__What is expected__: Rewrite the records below, replacing every "instance" with "occurrence" and leaving everything else unchanged. Omit the pictures from your answer.
◆ ◆ ◆ ◆ ◆ ◆ ◆
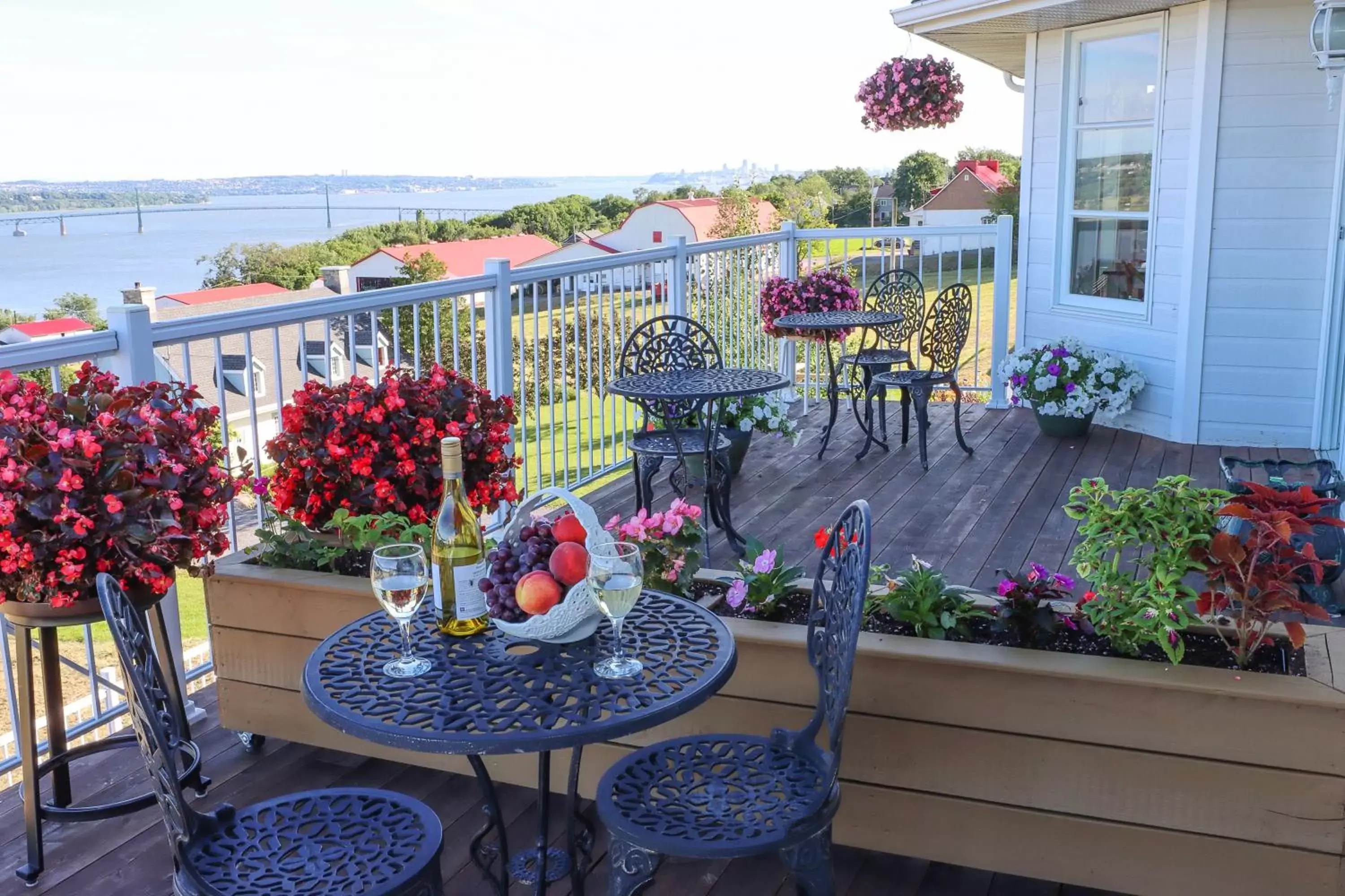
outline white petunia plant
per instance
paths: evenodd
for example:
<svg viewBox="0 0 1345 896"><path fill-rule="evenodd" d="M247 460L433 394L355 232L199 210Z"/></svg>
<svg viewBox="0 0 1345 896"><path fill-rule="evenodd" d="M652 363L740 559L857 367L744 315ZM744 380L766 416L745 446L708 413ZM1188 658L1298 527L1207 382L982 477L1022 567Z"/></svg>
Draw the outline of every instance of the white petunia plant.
◆ ◆ ◆ ◆ ◆ ◆ ◆
__Result of the exercise__:
outline white petunia plant
per occurrence
paths: evenodd
for example:
<svg viewBox="0 0 1345 896"><path fill-rule="evenodd" d="M247 460L433 394L355 232L199 210Z"/></svg>
<svg viewBox="0 0 1345 896"><path fill-rule="evenodd" d="M652 363L740 559L857 367L744 315ZM744 380L766 416L745 446L708 413ZM1188 658L1298 527L1207 382L982 477L1022 567Z"/></svg>
Draw the outline of every occurrence of the white petunia plant.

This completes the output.